:: CHALLENGE ::
Could you rewrite every line of the material below, multiplying each coordinate by 0.25 and rounding it to a whole number with halves going up, while leaving out the pictures?
----- DATA PROVIDED
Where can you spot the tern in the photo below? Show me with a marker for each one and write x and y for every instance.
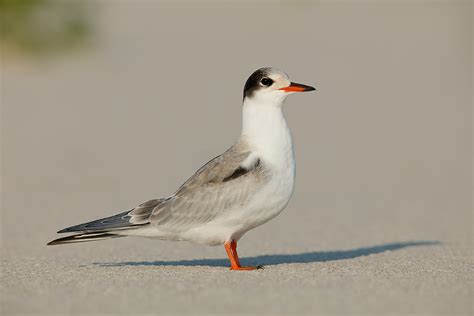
(245, 187)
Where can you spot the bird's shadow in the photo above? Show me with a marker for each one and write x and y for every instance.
(268, 260)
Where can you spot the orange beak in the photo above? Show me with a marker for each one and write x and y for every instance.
(297, 87)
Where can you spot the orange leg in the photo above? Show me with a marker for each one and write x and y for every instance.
(231, 249)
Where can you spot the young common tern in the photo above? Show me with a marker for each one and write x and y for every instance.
(243, 188)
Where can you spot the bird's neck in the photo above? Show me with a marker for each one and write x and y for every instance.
(264, 127)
----------
:: COMPLETED EXERCISE ::
Where can you spot the tern in the photo below? Show me with a marker for each one and write x and y for every instance.
(61, 47)
Where can you spot the bird's shadow in the photo above? Show me with a marker for each one and write x and y for every instance.
(67, 65)
Where can you spot the orange beak in the photo above? Show me with a marker for each one and write x and y for every instance.
(74, 22)
Where can you spot the orange leg in the photo above? Show me with a marker for each one and write x and y for every instance.
(58, 62)
Where can you spot the young common tern in the photo above? Show me with a marker for each one and write x and y for every instance.
(61, 47)
Where can you spot the bird's neck in the photo above? Show me with a marker for each one and write x and y for every instance.
(66, 32)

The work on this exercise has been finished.